**PROMPT**
Reproduce every one of the records below verbatim, leaving out the pictures.

==========

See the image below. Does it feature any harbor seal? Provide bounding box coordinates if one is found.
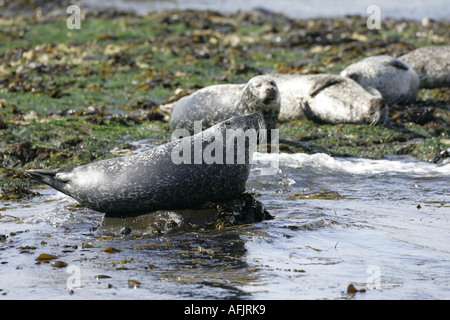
[398,46,450,89]
[25,113,264,217]
[340,56,420,105]
[272,74,388,125]
[170,75,280,133]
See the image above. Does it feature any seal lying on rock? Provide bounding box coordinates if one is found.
[170,76,280,133]
[272,74,388,125]
[25,113,264,217]
[340,56,420,105]
[398,46,450,89]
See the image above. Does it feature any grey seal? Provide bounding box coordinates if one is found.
[170,75,280,133]
[398,46,450,89]
[340,56,420,105]
[25,113,264,216]
[272,74,388,125]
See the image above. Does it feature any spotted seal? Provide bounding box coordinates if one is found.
[170,75,280,133]
[272,74,388,125]
[25,113,264,217]
[340,56,420,105]
[398,46,450,89]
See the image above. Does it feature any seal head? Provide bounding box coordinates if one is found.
[25,113,264,216]
[273,74,388,125]
[170,75,280,134]
[340,56,420,105]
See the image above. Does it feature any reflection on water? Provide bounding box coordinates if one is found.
[0,154,450,299]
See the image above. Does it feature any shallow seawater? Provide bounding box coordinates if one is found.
[0,146,450,300]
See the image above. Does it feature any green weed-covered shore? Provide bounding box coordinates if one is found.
[0,6,450,198]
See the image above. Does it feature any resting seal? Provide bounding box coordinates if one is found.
[340,56,420,105]
[398,46,450,89]
[170,76,280,133]
[25,113,264,217]
[272,74,388,125]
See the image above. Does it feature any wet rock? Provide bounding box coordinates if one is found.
[97,193,273,236]
[36,253,58,263]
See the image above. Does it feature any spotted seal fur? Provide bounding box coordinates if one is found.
[340,56,420,105]
[272,74,388,125]
[398,46,450,89]
[25,113,264,216]
[170,75,280,133]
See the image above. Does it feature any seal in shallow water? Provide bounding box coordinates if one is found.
[170,75,280,133]
[272,74,388,125]
[25,113,264,216]
[398,46,450,89]
[340,56,420,105]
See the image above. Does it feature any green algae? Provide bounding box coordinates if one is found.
[0,10,450,192]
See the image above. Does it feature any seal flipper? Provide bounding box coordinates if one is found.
[24,167,74,193]
[309,76,344,97]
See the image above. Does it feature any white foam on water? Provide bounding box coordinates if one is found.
[253,152,450,177]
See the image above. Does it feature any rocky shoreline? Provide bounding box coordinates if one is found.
[0,6,450,199]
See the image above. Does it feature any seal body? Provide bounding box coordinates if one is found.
[340,56,420,105]
[170,76,280,133]
[398,46,450,89]
[272,74,388,125]
[25,113,264,216]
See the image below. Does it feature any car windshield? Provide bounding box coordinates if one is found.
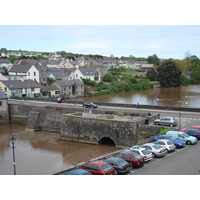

==========

**RESPONSE BELOW**
See the image below. Does it feature any harbor seal? Provide bounding box coordinates if one is found.
[398,46,450,89]
[25,113,264,217]
[340,56,420,105]
[272,74,388,125]
[170,75,280,133]
See the image above. Does it feature any seal lying on rock? Provide bounding box coordinates if one is found.
[170,76,280,133]
[272,74,388,125]
[25,113,264,217]
[340,56,420,105]
[398,46,450,89]
See the image above. Does it feature any grey seal? Provide bounding box coordinates if one is found.
[170,75,280,133]
[398,46,450,89]
[340,56,420,105]
[25,113,264,216]
[272,74,388,125]
See the image above. Does it feature any spotted seal? Provide bounding box coordinates if one is found.
[170,75,280,133]
[272,74,388,125]
[25,113,264,217]
[340,56,420,105]
[398,46,450,89]
See the image above. Does it feature any seal head? Provide bounding box coordinates if one is found.
[25,113,264,216]
[273,74,388,125]
[170,75,280,134]
[340,56,420,105]
See the image above. Does it feature any reflection on water? Provide bounding box coordinates if one is found.
[0,154,450,299]
See the image above. Does it feature any shallow seawater? Provide bounding box coordinates if one is found.
[0,146,450,300]
See the image above. Does it feature any green weed-covered shore? Provide bounding box coordinates if one is found.
[0,6,450,198]
See the image above. Does it feature any resting seal? Provide bounding box coordinates if one is found.
[340,56,420,105]
[398,46,450,89]
[170,76,280,133]
[25,113,264,217]
[272,74,388,125]
See the image above. Does it feature any wet rock? Provide bounding box coordinates if one is found.
[97,193,273,236]
[36,253,58,263]
See the image above. Does it feature any spotted seal fur? Provide bounding box coordinates if one is found.
[340,56,420,105]
[272,74,388,125]
[398,46,450,89]
[25,113,264,216]
[170,75,280,133]
See the image above. Does it feature any seal in shallow water? Provide bounding box coordinates if one is found.
[170,75,280,133]
[272,74,388,125]
[25,113,264,216]
[398,46,450,89]
[340,56,420,105]
See the image above. Does it feature any green algae? Provide bounding box coordinates if one is found.
[0,10,450,192]
See the image above. Does it feature any seal flipper? Provide bounding box coordinates if one is found.
[24,167,74,193]
[309,76,344,97]
See the image above. Does it feature any white foam on water? Provide bounding box coordinates if one is found.
[253,152,450,177]
See the image above. Does it feature any rocky shoreline? Provide bounding box coordinates if one is found.
[0,6,450,199]
See the image above. Does it feature any seal body? Provide bounding box coordinates if one is found.
[340,56,420,105]
[170,76,280,133]
[398,46,450,89]
[272,74,388,125]
[25,113,264,216]
See the image below. Does it feature any car windshield? Provide bounding box coordinates if one is found.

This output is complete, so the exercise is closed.